与えられた課題 1:
内田秀五郎翁についての文章によると、当時の井荻村の畑では何が作られていましたか。すべて挙げてください。
与えられた課題 2:
内田秀五郎翁についての文章のうち、「西荻の偉大な恩人内田秀五郎翁」から「急な坂道となっていたのです。」までを一字一句そのまま書き出してください。
与えられた課題 3:
内田秀五郎翁についての文章を、最後の文のあとから書き続けてください。

読解用抜粋:

|---|

ゴールデンウークの善福寺池 2006年5月4日、14:58:06

西荻の偉大な恩人内田秀五郎翁の銅像です。善福寺公園の中に、一体の銅像があります。モデルとなった人物は、内田秀五郎という、明治の終わりから大正時代にかけて、井荻村の村長に就任していた人です。
 井荻村は現在の西荻窪駅北口一帯。当時は善福寺川一帯の水田を除くと、麦や陸稲(おかぼ)や大根を作る畑があるくらいで、川は複雑に湾曲し、武蔵野台地も入り組んでいたために、狭い農道はあちこちで急な坂道となっていたのです。

 内田村長は、井荻村農家の生活を豊かにするために、ささまざまな政策を打ち出しました。養蚕業(絹糸)の振興、東京市民相手の野菜の出荷、「たくあん漬」の奨励などがその代表的なものです。商品作物を手がけることによって、農家が現金収入を得られるようにしたわけなのです。
 さらに、明治42年には、井荻信用購買組合を設立して、農業資金や資材の安定化を計りました。後の東邦信用金庫の前身です。

 やがて大正10年になる頃、内田村長は中央線の荻窪駅と吉祥寺駅の中間に、新駅誘致の運動に乗り出します。現在の西荻窪駅です。

|---|

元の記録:
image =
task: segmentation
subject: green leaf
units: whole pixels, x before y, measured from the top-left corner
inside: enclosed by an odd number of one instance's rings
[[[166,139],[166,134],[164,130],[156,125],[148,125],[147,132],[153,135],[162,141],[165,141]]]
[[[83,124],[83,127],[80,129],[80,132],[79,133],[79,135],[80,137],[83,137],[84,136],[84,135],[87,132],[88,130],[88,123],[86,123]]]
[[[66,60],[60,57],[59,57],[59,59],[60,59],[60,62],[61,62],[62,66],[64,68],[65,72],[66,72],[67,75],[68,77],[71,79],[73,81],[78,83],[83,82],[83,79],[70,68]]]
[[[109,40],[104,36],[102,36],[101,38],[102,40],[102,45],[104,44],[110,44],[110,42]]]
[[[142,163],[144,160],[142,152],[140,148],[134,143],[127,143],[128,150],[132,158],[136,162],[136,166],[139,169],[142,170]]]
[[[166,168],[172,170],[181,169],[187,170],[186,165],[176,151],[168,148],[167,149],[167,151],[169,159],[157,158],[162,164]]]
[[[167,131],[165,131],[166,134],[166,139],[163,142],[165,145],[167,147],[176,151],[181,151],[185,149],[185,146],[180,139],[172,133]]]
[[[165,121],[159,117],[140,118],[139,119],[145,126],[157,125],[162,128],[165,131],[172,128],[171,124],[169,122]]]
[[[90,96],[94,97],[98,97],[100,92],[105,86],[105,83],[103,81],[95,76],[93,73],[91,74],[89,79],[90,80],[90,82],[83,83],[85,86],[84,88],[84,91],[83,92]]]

|---|

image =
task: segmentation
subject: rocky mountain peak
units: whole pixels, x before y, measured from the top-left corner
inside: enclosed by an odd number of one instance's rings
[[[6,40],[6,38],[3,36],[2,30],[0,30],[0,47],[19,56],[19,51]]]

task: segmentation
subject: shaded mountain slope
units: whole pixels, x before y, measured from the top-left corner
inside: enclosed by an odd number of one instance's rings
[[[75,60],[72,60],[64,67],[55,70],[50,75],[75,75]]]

|---|

課題の出力 1:
麦、陸稲(おかぼ)、大根

課題の出力 2:
西荻の偉大な恩人内田秀五郎翁の銅像です。善福寺公園の中に、一体の銅像があります。モデルとなった人物は、内田秀五郎という、明治の終わりから大正時代にかけて、井荻村の村長に就任していた人です。
 井荻村は現在の西荻窪駅北口一帯。当時は善福寺川一帯の水田を除くと、麦や陸稲(おかぼ)や大根を作る畑があるくらいで、川は複雑に湾曲し、武蔵野台地も入り組んでいたために、狭い農道はあちこちで急な坂道となっていたのです。

課題の出力 3:
 地主の協力を得て、当時の鉄道省に駅敷地430坪を寄付し、翌年に西荻窪駅が完成すると、今度は内田村長は駅の北口と青梅街道を結ぶ道路を開きました。
 それまでも幅9尺のあぜ道があるにはあったのですが、これをまっすぐな3間(5.4メートル)道路にしようとしたところ、地主の中には「人が幸せになるために、自分だけが土地を提供して損をするのは嫌だ」などど反対する人もいたので、計画は難航したようです。現在となっては狭いながらも、青梅街道ー西荻窪駅ー五日市街道とまっすぐなバス道路が開通しているのは、その時の賜物です。

 この時の経験から、「たしかに一部の地主だけに負担をしわ寄せするだけでは、全村の発展にはつながらない」と考えた内田村長は、村内全体の耕地整理をおこなって道路整備をするという計画に着手するようになります。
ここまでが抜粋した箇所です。